Exercise objective:
Rewrite the rows below, putting "must be found" wherever "needs to be located" appears and leaving everything else unchanged.

Provided entries:
## START
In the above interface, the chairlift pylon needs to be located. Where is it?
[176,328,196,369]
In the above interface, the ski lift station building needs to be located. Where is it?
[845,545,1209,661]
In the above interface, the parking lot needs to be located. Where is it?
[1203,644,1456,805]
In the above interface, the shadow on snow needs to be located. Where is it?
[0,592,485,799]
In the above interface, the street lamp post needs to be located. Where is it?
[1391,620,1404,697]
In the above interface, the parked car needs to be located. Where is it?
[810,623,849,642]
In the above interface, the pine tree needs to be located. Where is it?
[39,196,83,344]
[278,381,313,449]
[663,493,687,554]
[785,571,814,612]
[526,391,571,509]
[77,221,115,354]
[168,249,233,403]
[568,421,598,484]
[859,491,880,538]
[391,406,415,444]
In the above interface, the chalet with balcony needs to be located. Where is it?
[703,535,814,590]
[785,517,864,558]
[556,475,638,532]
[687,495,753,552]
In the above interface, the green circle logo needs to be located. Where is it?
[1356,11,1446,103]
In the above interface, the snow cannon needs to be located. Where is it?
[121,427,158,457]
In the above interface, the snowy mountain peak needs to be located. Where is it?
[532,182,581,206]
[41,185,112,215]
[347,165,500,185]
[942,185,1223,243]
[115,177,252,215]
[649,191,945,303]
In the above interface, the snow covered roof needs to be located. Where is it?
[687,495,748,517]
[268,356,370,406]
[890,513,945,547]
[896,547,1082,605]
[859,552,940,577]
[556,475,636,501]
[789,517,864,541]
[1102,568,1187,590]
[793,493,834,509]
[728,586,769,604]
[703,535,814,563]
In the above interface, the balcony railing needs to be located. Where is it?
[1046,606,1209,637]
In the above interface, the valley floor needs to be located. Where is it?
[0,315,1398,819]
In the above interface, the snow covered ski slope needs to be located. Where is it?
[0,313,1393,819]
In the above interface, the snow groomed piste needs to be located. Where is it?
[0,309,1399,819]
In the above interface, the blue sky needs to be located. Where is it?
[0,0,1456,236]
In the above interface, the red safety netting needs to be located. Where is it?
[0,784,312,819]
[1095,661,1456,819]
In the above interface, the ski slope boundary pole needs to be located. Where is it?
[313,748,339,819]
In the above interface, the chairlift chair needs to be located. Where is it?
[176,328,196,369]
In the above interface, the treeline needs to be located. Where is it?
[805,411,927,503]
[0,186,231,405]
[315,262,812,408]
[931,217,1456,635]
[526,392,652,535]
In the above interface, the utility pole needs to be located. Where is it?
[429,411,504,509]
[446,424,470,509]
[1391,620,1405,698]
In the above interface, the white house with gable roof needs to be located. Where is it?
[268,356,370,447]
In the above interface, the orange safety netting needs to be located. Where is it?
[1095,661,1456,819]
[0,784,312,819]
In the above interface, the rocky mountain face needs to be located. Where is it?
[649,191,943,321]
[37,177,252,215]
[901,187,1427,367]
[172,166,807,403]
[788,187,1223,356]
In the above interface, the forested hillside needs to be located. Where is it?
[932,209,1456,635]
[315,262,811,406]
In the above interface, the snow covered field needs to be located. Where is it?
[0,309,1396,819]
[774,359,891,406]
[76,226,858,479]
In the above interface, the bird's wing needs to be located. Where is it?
## END
Response below:
In the above interface, the chairlift pylon must be found. Where is it?
[176,328,196,369]
In the above interface, the ski lift station building must be found. Where is it?
[845,545,1209,661]
In the above interface, the parking lot must be found. Where is it?
[1203,644,1456,805]
In the above interface, the shadow on snow must be found. Where is it?
[0,592,485,799]
In the above interface, the street lamp post must be found. Where is it?
[1391,620,1404,697]
In the above interface, the parked car must be found. Where is it?
[810,623,849,642]
In the above interface, the pine tree must be found. Where is it?
[39,196,83,344]
[278,381,313,449]
[663,493,687,554]
[785,571,814,612]
[526,391,571,509]
[77,221,115,354]
[168,249,233,403]
[568,421,598,484]
[859,491,880,538]
[391,406,415,444]
In the above interface, the chalet with balcony must be found. Where is it?
[703,535,814,590]
[785,517,864,558]
[556,475,638,532]
[687,495,753,552]
In the above interface, the green circle logo must be found. Where is it?
[1356,11,1446,103]
In the above interface, the snow cannon must be found. Where is it?
[121,427,158,457]
In the above interface, the snowy mountain peak must be found. Where is it?
[532,182,581,206]
[41,185,112,215]
[347,165,500,185]
[942,185,1223,243]
[115,177,252,215]
[649,191,945,303]
In the above interface, the snow covered roof must be found. Where is it?
[687,495,748,517]
[268,356,370,406]
[890,513,945,547]
[896,547,1082,605]
[859,552,940,577]
[556,475,636,501]
[789,517,864,541]
[1102,568,1187,590]
[793,493,834,509]
[728,586,769,604]
[703,535,814,563]
In the above interface, the balcony railing must be found. Where is it?
[1046,606,1209,637]
In the above interface, the valley floor must be found. Where is it?
[0,315,1398,819]
In the above interface, the snow covered ski slope must be found. Where is it?
[0,313,1393,819]
In the above interface, the snow groomed piste must be found. Where is it?
[0,309,1399,819]
In the above interface, the blue sky must be found. Where is it?
[0,0,1456,236]
In the above interface, the red safety netting must be found. Where is it?
[0,784,312,819]
[1095,661,1456,819]
In the above interface, the ski slope boundary pole must be found. Where is it?
[313,748,339,819]
In the above interface, the chairlift chair must be found. Where is it?
[176,328,196,369]
In the above interface, the treeline must be found. Where is it?
[805,411,927,503]
[0,186,231,405]
[315,262,812,408]
[931,217,1456,635]
[526,392,652,535]
In the above interface, the utility pole must be found. Where is it?
[429,411,504,509]
[446,424,470,509]
[1391,620,1405,698]
In the above interface, the white house with gable roof must be found. Where is it?
[268,356,370,447]
In the above interface, the orange safety netting must be found. Where is it?
[1095,661,1456,819]
[0,784,312,819]
In the above interface, the rocky mountain face must be found. Where is it?
[649,191,943,321]
[37,177,252,215]
[901,187,1427,367]
[172,166,807,403]
[788,187,1223,356]
In the above interface, the forested hillside must be found. Where is it?
[932,209,1456,635]
[315,262,811,406]
In the above interface, the snow covered field must be found. Where is it?
[0,309,1396,819]
[774,359,891,406]
[76,226,858,479]
In the above interface, the bird's wing must be found. Where is it?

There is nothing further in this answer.